##### DATA TO PROCESS

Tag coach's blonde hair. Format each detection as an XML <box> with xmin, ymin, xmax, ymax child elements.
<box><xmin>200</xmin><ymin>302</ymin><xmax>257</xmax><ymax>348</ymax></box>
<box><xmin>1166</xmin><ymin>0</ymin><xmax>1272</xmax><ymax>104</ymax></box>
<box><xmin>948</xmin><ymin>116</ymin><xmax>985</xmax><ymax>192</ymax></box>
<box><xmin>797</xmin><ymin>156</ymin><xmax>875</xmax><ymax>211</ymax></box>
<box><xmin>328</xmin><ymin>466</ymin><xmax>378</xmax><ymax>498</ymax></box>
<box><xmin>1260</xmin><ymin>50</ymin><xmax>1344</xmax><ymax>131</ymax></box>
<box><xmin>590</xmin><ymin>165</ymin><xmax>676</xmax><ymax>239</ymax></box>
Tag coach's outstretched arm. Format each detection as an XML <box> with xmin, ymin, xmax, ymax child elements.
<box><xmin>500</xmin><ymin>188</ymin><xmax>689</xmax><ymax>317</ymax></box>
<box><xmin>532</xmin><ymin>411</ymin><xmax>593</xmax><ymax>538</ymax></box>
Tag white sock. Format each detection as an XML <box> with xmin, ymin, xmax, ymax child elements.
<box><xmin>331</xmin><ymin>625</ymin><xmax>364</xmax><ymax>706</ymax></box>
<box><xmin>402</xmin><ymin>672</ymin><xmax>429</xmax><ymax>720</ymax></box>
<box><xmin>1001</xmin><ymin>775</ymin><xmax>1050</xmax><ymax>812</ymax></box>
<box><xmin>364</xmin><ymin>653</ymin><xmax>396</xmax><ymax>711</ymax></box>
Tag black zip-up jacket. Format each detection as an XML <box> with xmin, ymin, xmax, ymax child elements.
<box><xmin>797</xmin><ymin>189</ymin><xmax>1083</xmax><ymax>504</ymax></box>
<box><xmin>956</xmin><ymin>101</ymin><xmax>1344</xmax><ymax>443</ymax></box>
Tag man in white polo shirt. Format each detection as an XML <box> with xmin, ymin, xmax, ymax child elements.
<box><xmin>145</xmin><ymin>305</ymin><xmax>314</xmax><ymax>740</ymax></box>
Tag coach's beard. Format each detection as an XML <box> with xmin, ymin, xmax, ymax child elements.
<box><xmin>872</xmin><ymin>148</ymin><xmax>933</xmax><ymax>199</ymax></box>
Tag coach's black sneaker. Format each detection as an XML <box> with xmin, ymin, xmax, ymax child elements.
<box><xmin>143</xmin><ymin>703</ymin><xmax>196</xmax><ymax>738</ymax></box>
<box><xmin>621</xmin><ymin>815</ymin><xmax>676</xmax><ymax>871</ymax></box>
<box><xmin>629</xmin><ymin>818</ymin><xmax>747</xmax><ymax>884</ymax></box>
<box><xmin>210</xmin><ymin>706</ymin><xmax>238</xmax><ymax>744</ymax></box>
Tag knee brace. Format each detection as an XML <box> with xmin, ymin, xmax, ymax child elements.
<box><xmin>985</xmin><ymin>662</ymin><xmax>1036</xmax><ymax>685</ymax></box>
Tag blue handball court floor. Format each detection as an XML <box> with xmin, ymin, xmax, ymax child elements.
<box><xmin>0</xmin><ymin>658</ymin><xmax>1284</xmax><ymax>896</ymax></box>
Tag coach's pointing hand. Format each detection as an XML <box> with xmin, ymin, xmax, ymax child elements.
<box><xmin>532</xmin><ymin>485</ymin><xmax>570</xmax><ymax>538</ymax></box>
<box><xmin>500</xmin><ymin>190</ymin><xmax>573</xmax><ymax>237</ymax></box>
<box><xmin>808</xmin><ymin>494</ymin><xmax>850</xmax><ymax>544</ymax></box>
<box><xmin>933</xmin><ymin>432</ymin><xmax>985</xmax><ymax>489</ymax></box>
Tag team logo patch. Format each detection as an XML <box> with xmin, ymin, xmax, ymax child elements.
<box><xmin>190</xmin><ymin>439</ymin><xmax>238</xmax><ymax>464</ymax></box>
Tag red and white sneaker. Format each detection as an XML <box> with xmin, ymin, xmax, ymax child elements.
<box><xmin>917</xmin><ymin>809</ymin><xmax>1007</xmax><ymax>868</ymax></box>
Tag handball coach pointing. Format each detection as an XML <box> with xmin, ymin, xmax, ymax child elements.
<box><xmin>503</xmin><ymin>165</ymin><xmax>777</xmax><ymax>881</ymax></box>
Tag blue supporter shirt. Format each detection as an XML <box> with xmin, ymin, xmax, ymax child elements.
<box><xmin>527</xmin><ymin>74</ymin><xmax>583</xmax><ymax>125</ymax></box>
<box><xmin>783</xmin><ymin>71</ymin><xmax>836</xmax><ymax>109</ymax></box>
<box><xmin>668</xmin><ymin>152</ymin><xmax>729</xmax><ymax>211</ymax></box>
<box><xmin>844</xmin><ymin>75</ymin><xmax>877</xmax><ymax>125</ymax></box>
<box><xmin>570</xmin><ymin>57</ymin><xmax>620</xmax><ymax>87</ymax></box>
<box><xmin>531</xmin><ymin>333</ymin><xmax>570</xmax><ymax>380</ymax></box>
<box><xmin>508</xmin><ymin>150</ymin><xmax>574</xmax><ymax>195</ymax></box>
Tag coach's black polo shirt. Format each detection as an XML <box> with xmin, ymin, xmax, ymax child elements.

##########

**SHORT PROBLEM:**
Exactly reproduce the lines from the one containing "Tag red and" through the end of the records, and only those lines.

**WORKED ANSWER:**
Tag red and white sneaker. Format each detection as an XML <box> with xmin, ymin, xmax, ymax child elements.
<box><xmin>917</xmin><ymin>809</ymin><xmax>1007</xmax><ymax>868</ymax></box>
Tag handball coach pointing. Format each detection as an XML <box> with xmin, ymin, xmax, ymax child elements.
<box><xmin>503</xmin><ymin>165</ymin><xmax>777</xmax><ymax>881</ymax></box>
Tag blue supporter shirt. Format each detection as an XML <box> with xmin, ymin, xmax, ymax child elements.
<box><xmin>527</xmin><ymin>74</ymin><xmax>583</xmax><ymax>125</ymax></box>
<box><xmin>783</xmin><ymin>71</ymin><xmax>836</xmax><ymax>109</ymax></box>
<box><xmin>668</xmin><ymin>152</ymin><xmax>729</xmax><ymax>211</ymax></box>
<box><xmin>844</xmin><ymin>75</ymin><xmax>877</xmax><ymax>125</ymax></box>
<box><xmin>570</xmin><ymin>57</ymin><xmax>620</xmax><ymax>87</ymax></box>
<box><xmin>531</xmin><ymin>333</ymin><xmax>570</xmax><ymax>380</ymax></box>
<box><xmin>508</xmin><ymin>150</ymin><xmax>574</xmax><ymax>195</ymax></box>
Tag coach's black polo shirt. Format each detection as an XML <box> with xmin, ymin, xmax, ymax child elements.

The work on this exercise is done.